§ **TASK OBJECTIVE**
Duplicate the listing below line for line, without altering anything, and leave the pictures out of your reproduction.

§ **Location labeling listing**
## Start
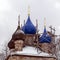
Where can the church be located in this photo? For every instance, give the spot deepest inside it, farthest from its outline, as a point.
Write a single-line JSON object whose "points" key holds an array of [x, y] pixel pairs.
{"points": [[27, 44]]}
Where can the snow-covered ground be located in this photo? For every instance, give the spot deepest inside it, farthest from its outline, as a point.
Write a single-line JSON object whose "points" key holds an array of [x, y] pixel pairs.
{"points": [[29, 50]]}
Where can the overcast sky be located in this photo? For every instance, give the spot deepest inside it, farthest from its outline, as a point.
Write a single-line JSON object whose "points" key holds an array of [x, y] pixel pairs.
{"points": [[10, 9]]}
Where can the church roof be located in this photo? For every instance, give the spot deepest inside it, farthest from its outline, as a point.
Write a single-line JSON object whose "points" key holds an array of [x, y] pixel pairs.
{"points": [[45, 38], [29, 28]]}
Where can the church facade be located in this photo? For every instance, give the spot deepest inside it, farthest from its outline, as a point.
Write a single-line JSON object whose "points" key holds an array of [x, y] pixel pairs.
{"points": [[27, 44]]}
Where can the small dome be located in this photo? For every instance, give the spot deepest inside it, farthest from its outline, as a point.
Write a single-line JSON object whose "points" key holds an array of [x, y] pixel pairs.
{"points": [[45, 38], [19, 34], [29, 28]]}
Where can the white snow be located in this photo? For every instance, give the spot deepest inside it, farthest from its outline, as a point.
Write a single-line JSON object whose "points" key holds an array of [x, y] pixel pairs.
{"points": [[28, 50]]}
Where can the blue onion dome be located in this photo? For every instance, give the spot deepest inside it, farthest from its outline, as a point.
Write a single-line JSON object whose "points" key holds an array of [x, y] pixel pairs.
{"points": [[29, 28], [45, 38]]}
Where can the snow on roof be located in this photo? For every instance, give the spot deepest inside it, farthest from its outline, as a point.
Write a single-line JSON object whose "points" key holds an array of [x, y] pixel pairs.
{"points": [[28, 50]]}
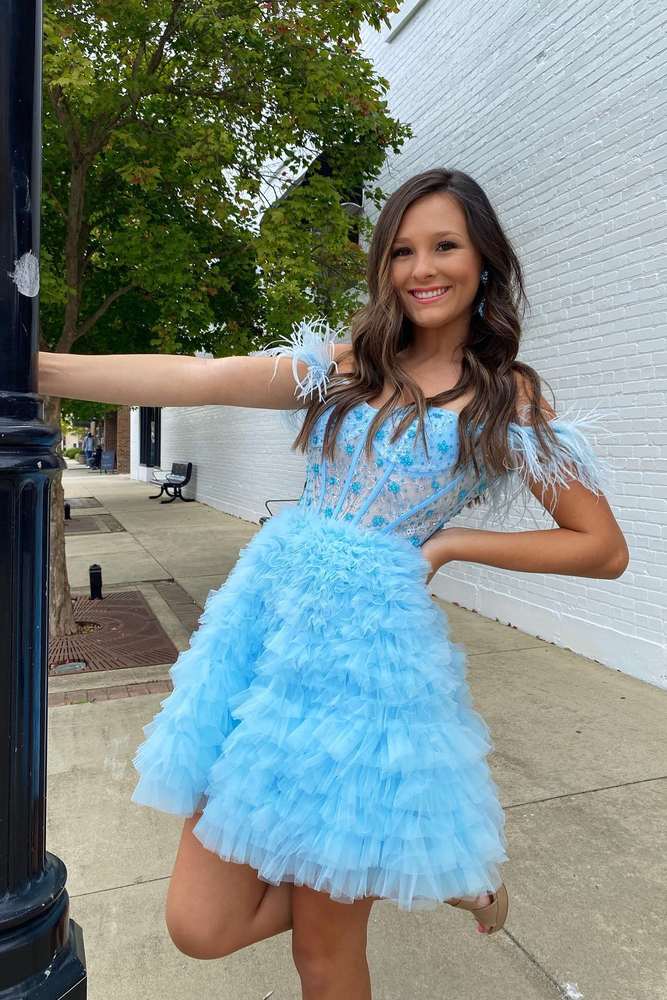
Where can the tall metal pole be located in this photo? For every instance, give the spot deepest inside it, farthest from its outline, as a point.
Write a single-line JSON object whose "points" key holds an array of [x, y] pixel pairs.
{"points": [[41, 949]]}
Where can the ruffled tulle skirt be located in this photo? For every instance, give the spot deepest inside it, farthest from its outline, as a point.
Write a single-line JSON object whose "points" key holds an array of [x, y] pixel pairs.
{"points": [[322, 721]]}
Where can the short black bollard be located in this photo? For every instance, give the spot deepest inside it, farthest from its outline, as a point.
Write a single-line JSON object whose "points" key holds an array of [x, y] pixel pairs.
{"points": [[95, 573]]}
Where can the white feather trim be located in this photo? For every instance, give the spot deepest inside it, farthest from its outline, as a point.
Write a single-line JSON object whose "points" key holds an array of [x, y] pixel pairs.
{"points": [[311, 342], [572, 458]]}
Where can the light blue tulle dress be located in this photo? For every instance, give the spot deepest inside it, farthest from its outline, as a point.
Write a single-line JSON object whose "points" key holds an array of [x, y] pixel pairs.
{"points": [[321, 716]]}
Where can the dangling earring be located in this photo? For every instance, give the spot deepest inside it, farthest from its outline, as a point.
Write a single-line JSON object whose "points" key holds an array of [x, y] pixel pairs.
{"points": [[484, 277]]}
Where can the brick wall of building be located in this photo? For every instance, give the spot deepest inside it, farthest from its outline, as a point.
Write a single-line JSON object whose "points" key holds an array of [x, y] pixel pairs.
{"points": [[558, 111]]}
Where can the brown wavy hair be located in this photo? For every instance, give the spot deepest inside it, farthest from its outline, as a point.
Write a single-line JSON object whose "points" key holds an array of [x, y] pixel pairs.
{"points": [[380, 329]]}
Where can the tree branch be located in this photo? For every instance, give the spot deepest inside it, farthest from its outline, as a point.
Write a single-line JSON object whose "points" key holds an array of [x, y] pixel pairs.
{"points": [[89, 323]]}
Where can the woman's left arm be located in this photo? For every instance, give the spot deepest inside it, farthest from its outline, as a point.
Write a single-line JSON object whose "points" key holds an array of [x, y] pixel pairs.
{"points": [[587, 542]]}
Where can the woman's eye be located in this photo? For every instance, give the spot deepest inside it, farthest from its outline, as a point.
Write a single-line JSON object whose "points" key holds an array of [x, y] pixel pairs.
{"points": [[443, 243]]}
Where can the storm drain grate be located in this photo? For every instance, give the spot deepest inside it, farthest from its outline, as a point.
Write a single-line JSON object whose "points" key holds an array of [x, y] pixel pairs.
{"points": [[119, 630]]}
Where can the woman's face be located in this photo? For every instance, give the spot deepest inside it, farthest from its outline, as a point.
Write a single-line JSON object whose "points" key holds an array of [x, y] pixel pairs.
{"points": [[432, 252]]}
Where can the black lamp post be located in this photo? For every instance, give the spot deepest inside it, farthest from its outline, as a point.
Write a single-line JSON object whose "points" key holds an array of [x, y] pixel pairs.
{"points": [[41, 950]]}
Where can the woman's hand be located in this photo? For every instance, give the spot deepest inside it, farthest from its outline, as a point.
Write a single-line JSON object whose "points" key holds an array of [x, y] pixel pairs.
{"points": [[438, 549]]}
## End
§ **THE RESULT**
Where can the church be located in this photo? For every instance, give the spot deepest inside it, farthest from its outline, as a point.
Write a single-line JSON object whose "points" key holds an array of [x, y] pixel pairs.
{"points": [[27, 44]]}
Where can the snow-covered ground be located in this photo? For every instance, give the spot deepest inside it, farthest from its outline, as a point.
Write a single-line JSON object whose "points" key holds an array of [x, y] pixel pairs.
{"points": [[29, 50]]}
Where can the overcast sky be located in this photo? For every instance, give the spot deepest inside it, farthest from its outline, as a point.
Write a single-line JSON object whose "points" key holds an array of [x, y] pixel pairs.
{"points": [[10, 9]]}
Where can the church roof be located in this photo? For every instance, give the spot deepest inside it, farthest from its outline, as a point.
Write a single-line JSON object whose "points" key holds an array of [x, y] pixel pairs.
{"points": [[45, 38], [29, 28]]}
Where can the church facade be located in this photo? For every instance, give the spot deepest inside it, farthest from its outline, as a point.
Write a single-line JSON object whose "points" key holds an array of [x, y] pixel pairs.
{"points": [[27, 44]]}
Where can the small dome be located in this photo? For every instance, give the spot deepest inside it, farthest from its outline, as a point.
Write a single-line JSON object whose "points" key holds an array of [x, y] pixel pairs.
{"points": [[45, 38], [19, 34], [29, 28]]}
Where can the white snow be located in this photo? For every instance, give the spot deepest inside it, farthest from its outline, as a point.
Write a single-line JSON object whose "points" key holds an array of [x, y] pixel pairs.
{"points": [[28, 50]]}
Where can the blue onion dome be located in this photo? For every instance, give the spot deepest inside it, farthest from its outline, as a point.
Write a single-line JSON object whose "points" key holds an array of [x, y] pixel pairs.
{"points": [[29, 28], [45, 38]]}
Where can the snow on roof be located in this photo? For every instance, give the spot deepest inside it, farthest from its outline, as a point.
Write a single-line JSON object whose "points" key holds an array of [x, y] pixel pairs.
{"points": [[28, 50]]}
Where can the tall metal pole be located in this photo? For every instance, give the spot deepest inside it, farthest from its outline, as a point.
Write a single-line JSON object whose "points" key holds an array of [x, y] pixel pairs.
{"points": [[41, 949]]}
Where can the ruffled tulle skirt be located in this photo? For every instance, give the spot deepest inside it, farthest from its outline, as a point.
Write a single-line JSON object whose "points" key holds an array of [x, y] pixel pairs.
{"points": [[322, 721]]}
Where can the short black bollard be located in this photo? For every instance, give the spot deepest inside it, farthest from its outline, as a point.
Write a single-line JSON object whose "points" key holds an array of [x, y] pixel pairs.
{"points": [[95, 573]]}
Where can the white feather trim be located in this photo? For every instance, give the spot deepest inside it, farthest from its outline, as a point.
Write a single-line JSON object whose "points" key holds an array of [x, y] pixel pairs.
{"points": [[311, 342], [572, 458]]}
Where can the light blue tulle dress be located in this photo? For every instance, give the spot deepest inside it, farthest from its outline, as a point.
Write a single-line JSON object whose "points" key holds an array of [x, y] pixel pairs.
{"points": [[321, 716]]}
Where can the dangling earring be located in this photo? For every instance, give the spot deepest inside it, farthest from its outline, as a point.
Write a single-line JSON object whose "points" key holds an array of [x, y] pixel pairs.
{"points": [[484, 277]]}
Where can the brick wall of building be located in this photo? For every instance, give the spot deepest inside it, farthest from its outline, as a point.
Write a single-line JSON object whose "points" key holds an array of [x, y] pixel pairs.
{"points": [[558, 111]]}
Where can the brown wavy hair be located in this photo? For every instance, give the spot deepest inside it, farthest from its outline, as a point.
Write a single-line JSON object whose "points" key holds an array of [x, y] pixel pairs.
{"points": [[380, 329]]}
Where can the tree branch be located in this photo? For every instance, give the spot deepest inside it, farthest from its outline, as a point.
Write a single-line JSON object whose "points" key holds an array of [x, y] pixel pairs.
{"points": [[89, 323]]}
Where can the woman's left arm be located in this photo? For every instance, give the spot deepest inside it, farthest from its outline, as a point.
Write a single-line JSON object whose "points" key holds an array of [x, y] pixel pairs.
{"points": [[587, 542]]}
Where can the woman's eye be located in this photo? For every instance, give the spot deepest inside it, farthest from its outline, as a point.
Write a single-line JSON object whose "points" key holds an array of [x, y] pixel pairs.
{"points": [[443, 243]]}
Where can the storm drain grate be located in this photo? For every instance, give the spot deepest inside it, farthest from its outline, as a point.
Write a single-line JSON object whose "points" key holds an array of [x, y] pixel pairs.
{"points": [[119, 630]]}
Where can the woman's face be located in this photo? For every instance, give the spot deepest inside it, farthest from its outline, as a point.
Write a single-line JSON object whose "points" key holds an array of [x, y] pixel pairs.
{"points": [[432, 252]]}
Where can the black lamp post be located in this photo? For every instance, give the spot deepest inside it, farthest from its outline, as a point.
Write a single-line JSON object whose "points" key holds an array of [x, y] pixel pairs.
{"points": [[41, 950]]}
Where can the woman's hand be located in this photo? For every instance, give the spot deepest inside it, farthest from its outline, as a point.
Write a single-line JSON object whose "points" key holds an array of [x, y] pixel pairs.
{"points": [[438, 549]]}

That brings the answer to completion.